**Location identification entries**.
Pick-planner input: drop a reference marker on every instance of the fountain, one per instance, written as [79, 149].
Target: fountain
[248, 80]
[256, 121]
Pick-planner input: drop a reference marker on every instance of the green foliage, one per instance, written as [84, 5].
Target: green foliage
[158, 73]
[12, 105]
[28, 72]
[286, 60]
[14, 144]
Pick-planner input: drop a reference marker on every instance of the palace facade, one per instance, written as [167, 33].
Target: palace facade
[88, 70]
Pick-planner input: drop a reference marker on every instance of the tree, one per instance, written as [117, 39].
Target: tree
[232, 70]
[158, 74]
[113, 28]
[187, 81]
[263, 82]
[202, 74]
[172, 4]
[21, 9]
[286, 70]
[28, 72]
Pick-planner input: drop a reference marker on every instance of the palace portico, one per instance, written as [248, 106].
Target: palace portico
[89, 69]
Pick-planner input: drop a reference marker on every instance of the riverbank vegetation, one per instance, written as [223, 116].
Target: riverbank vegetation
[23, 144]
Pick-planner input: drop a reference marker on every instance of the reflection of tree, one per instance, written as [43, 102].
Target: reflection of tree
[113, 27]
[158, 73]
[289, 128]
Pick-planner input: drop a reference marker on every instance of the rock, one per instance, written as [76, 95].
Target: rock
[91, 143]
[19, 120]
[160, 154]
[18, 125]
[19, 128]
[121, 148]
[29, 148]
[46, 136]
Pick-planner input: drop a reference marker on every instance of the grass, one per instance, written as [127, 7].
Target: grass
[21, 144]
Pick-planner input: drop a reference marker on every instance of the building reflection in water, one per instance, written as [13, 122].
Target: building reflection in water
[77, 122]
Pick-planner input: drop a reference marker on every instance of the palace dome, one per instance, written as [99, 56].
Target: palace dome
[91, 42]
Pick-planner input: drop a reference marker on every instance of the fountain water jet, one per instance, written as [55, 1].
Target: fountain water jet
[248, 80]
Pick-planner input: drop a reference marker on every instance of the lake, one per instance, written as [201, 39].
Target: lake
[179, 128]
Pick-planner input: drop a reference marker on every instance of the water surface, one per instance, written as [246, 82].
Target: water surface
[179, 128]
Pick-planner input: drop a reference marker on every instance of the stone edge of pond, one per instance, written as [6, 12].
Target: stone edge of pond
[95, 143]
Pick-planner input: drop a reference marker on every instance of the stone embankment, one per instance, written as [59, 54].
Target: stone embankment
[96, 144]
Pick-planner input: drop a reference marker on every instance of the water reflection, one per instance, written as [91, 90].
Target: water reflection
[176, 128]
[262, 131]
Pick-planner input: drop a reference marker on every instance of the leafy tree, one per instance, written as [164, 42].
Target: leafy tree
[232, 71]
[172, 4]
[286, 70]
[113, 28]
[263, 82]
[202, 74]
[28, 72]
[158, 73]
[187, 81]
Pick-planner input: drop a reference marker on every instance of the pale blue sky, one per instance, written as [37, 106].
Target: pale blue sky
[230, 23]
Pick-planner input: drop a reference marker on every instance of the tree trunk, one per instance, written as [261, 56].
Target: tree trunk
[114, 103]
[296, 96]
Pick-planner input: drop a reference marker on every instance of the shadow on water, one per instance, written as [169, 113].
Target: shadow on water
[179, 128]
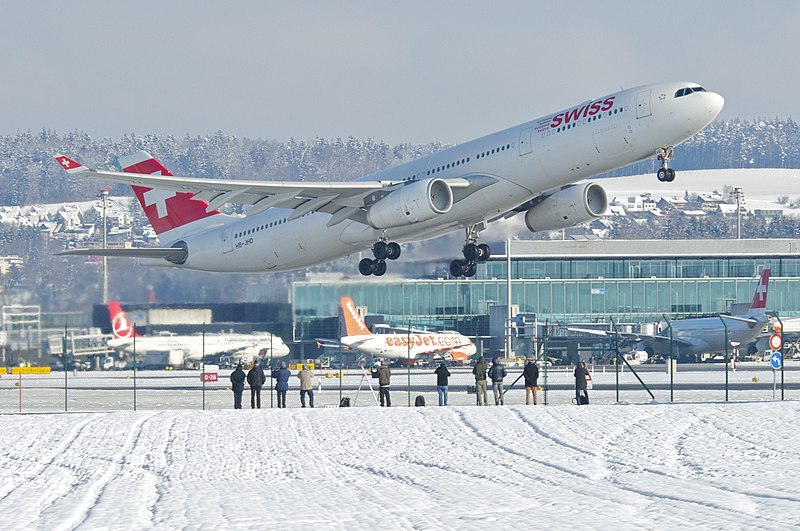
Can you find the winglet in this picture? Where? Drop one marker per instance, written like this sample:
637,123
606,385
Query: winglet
353,323
70,165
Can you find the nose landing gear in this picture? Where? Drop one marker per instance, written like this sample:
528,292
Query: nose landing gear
382,250
473,253
665,174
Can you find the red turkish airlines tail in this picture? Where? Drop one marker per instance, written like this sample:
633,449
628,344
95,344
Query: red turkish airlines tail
122,327
353,323
760,297
167,210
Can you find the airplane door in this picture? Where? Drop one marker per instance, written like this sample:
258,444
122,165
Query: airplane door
227,241
525,141
643,104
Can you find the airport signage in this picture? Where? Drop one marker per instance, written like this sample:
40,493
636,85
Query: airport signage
775,342
26,370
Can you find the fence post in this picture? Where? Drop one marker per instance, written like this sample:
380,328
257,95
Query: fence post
671,358
783,359
64,351
203,374
725,325
134,366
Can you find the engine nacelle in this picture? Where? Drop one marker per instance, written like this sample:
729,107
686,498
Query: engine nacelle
418,201
567,207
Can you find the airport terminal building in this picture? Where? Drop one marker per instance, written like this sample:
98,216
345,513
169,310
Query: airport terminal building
570,282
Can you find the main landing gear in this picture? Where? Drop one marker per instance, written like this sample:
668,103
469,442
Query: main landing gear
665,174
382,250
473,253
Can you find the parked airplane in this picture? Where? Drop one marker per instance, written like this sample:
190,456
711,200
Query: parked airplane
533,168
177,349
692,337
413,345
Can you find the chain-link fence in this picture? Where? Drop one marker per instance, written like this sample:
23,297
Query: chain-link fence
148,378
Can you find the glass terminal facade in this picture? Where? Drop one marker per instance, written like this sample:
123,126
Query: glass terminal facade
566,289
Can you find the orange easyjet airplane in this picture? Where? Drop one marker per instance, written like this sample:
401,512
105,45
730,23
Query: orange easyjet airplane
411,345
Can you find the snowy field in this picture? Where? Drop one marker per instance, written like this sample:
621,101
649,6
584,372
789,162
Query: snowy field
761,187
652,466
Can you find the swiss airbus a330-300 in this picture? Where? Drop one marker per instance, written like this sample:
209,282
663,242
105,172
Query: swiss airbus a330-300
533,168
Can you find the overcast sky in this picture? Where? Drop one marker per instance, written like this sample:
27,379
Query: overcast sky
401,71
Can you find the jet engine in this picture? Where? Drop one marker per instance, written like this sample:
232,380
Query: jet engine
567,207
417,201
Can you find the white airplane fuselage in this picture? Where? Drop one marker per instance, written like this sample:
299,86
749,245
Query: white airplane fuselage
193,347
707,334
412,346
522,161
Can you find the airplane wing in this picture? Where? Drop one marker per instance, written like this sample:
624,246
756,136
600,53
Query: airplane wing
344,200
173,254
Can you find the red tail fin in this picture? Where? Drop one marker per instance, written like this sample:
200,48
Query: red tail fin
760,297
353,323
122,327
167,210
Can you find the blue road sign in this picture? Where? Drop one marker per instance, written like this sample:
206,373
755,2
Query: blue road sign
776,360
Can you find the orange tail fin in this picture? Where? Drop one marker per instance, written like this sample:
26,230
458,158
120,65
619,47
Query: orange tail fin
122,327
353,323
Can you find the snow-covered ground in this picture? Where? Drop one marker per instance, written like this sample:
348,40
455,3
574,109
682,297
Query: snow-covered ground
651,466
761,187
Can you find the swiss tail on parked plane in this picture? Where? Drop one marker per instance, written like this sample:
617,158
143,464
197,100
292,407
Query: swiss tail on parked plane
536,168
411,345
694,336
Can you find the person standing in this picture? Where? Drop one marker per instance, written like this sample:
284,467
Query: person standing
237,385
479,370
581,392
497,373
256,379
281,376
531,375
442,374
306,385
384,374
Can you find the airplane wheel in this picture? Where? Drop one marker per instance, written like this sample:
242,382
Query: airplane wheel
470,269
457,268
484,252
471,252
365,266
380,250
393,251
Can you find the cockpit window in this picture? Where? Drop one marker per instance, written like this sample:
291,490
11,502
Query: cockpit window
688,90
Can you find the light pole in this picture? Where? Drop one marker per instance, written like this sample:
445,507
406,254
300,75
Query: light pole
104,197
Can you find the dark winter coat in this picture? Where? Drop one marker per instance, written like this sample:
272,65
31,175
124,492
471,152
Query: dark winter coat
256,377
281,379
237,379
442,374
580,377
383,376
531,374
497,372
479,370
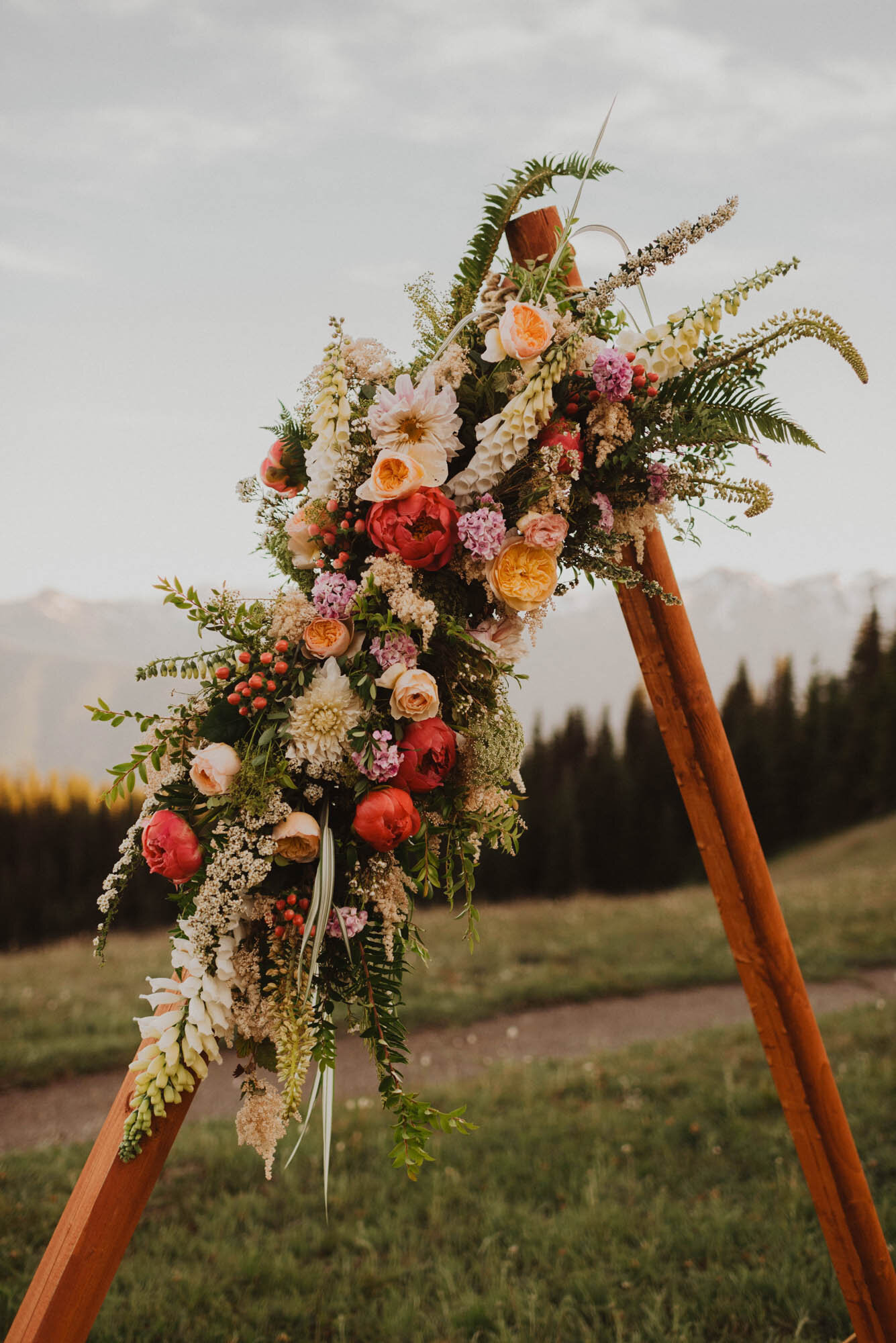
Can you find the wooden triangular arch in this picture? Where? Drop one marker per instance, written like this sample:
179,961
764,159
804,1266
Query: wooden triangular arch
107,1201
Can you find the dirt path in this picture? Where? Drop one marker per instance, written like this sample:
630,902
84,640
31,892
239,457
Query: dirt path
74,1110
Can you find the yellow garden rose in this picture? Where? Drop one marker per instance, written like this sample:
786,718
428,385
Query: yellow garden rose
522,575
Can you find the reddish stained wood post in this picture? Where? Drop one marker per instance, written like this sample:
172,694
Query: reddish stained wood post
109,1199
94,1230
738,874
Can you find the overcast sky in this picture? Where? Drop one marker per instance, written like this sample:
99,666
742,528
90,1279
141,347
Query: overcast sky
193,187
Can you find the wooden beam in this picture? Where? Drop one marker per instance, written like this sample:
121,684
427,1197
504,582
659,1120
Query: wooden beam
95,1228
764,954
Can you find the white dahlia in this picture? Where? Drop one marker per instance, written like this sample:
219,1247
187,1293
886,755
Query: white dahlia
322,718
419,422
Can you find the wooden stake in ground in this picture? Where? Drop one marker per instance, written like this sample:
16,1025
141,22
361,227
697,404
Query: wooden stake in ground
107,1201
749,907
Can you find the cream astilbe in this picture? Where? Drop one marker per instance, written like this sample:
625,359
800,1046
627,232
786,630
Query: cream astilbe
330,421
505,438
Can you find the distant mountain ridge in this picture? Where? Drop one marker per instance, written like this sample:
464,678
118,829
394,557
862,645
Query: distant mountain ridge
68,652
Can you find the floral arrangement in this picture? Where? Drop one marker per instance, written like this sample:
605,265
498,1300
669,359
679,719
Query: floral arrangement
350,747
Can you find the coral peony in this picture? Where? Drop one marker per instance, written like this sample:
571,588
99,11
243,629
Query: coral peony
423,530
213,769
524,332
428,753
385,819
274,475
170,847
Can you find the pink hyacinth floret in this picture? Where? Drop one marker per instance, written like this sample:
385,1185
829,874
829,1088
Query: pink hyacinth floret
392,648
482,532
385,759
607,511
353,922
612,374
333,596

**Task statement**.
Repeat exactly the lines above from the line that contains "Can you find the white dahlia" through the end. Include both of these ends; leave out everything else.

**Solution**.
Can you find the white dahlia in this picture? Where? Drop one marker per instance, written like this sample:
219,1247
187,1293
886,755
Query: white dahlia
322,718
419,422
Can you find the wooden stake in ground in this picture? Where? Drop one marker per instance, written like this sample:
16,1025
141,22
361,227
697,404
Query: wooden stake in ground
107,1201
749,907
Can you find the cream astilbe in this picture? Where? Drop one marker per instance, written like this sample:
625,359
800,1046
627,232
786,630
Query: cream astilbe
330,421
505,438
Can you find the distant mountain ridge in this picture? Where? Drop one marker per instance, written like this sample:
464,678
118,829
394,557
862,645
Query: distant mountain ridge
68,652
Can you find the floral arrangement in this picture? Where? Drop one marker per instance, written like this sample:
605,265
498,1300
669,359
679,719
Query: floral arrangement
350,747
Can you find the coral peony in this picture? Where? Drop one marker per instance, written like this sample:
571,588
99,11
243,629
Query: coral peony
423,530
213,769
524,332
428,753
385,819
274,475
170,847
Can you find the pink hyacinth floret in this picture? Where? Drop one marker per instance, written like this sample:
385,1185
829,874
829,1088
Query: pink hyacinth floret
392,648
482,532
385,759
607,511
353,922
612,374
333,596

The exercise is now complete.